**Task instructions**
1. Rewrite the passage on foreign currency credit with "borrowers" swapped for "debtors". Begin at the words "Prior to the" and stop after "search for yield.".
2. Write the next part of the passage on foreign currency credit, following on from its last sentence.

**Document section**
* * * * * * * * *
Prior to the GFC, foreign currency credit expanded rapidly, mostly to borrowers in advanced economies in the form of dollar- and euro-denominated loans (Graph 4.B). Light regulation of banks' leverage and accommodative monetary policy facilitated this expansion, which saw the share of bonds fall.

In the aftermath of the GFC, overall foreign currency credit growth slowed, and borrowers shifted to bond market credit (Graph 4.B). This came as banks retrenched after the GFC and remained constrained by tighter regulation and the drag from the euro area debt crisis. The expansion in dollar credit after 2010 was mainly to borrowers in EMEs and financial centres (Graph 4.C), amidst loose US monetary policy and strong incentives for investors to search for yield.
* * * * * * * * *
**Listing**
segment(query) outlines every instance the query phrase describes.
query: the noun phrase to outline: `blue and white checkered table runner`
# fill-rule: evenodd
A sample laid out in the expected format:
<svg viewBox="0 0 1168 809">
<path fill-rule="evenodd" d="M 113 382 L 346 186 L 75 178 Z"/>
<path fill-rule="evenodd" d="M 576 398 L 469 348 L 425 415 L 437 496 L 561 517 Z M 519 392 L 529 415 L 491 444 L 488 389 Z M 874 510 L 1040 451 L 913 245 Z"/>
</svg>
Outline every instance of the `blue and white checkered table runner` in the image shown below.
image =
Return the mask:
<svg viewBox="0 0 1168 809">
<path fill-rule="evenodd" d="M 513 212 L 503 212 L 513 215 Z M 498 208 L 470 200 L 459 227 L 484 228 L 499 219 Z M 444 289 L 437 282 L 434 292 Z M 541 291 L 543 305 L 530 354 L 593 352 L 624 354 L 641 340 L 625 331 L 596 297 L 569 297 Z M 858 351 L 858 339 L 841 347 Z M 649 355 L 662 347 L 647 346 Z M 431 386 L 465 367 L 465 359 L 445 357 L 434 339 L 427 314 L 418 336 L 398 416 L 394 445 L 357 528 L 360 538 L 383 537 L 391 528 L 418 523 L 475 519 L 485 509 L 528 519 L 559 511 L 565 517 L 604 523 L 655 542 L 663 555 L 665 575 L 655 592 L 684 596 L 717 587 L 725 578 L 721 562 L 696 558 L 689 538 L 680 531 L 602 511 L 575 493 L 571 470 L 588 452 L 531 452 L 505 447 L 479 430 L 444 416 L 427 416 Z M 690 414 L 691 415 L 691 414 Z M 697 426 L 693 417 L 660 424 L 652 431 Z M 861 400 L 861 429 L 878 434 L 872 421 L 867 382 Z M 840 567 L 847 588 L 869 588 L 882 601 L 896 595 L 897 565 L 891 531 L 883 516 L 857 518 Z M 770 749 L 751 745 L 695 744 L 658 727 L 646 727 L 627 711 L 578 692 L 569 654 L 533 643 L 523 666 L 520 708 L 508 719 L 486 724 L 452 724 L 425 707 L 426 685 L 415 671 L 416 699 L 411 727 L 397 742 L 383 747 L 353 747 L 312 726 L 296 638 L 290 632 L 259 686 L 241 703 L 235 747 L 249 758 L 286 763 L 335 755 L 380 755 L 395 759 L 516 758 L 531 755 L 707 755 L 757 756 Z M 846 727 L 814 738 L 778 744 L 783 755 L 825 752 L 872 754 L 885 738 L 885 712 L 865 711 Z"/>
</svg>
* * * * * * * * *
**Written answers**
1.
Prior to the GFC, foreign currency credit expanded rapidly, mostly to debtors in advanced economies in the form of dollar- and euro-denominated loans (Graph 4.B). Light regulation of banks' leverage and accommodative monetary policy facilitated this expansion, which saw the share of bonds fall.

In the aftermath of the GFC, overall foreign currency credit growth slowed, and debtors shifted to bond market credit (Graph 4.B). This came as banks retrenched after the GFC and remained constrained by tighter regulation and the drag from the euro area debt crisis. The expansion in dollar credit after 2010 was mainly to debtors in EMEs and financial centres (Graph 4.C), amidst loose US monetary policy and strong incentives for investors to search for yield.

2.
The macro-financial environment has recently undergone another major shift. The global surge in inflation since 2021 triggered a rapid monetary tightening worldwide, which ended the post-GFC low-for-long regime. US interest rates rose earlier and faster than those of other major currencies, and the dollar reached new heights (Graph 5.A). The euro also appreciated after the European Central Bank embarked on its tightening cycle (Graph 5.B). By contrast, the Bank of Japan's commitment to monetary easing and protracted depreciation have made the yen a preferred funding currency (Graph 5.C).

The growth in foreign currency credit has responded to these policy and exchange rate changes, exposing borrowers, especially in EMEs, to global factors (Graph 5). Since 2016, dollar credit to borrowers outside the United States tended to slow by 0.8 percentage points (ppt) when the federal funds rate rose by 1 ppt, or by 0.5 ppt when the broad dollar index appreciated by 1% (Graph 5.A). These co-movements have strengthened since end-2021, with credit to EMEs becoming more sensitive. Dollar strength can hurt dollar borrowers through the financial channel of exchange rates (Bruno and Shin (2015), Obstfeld and Zhou (2022)).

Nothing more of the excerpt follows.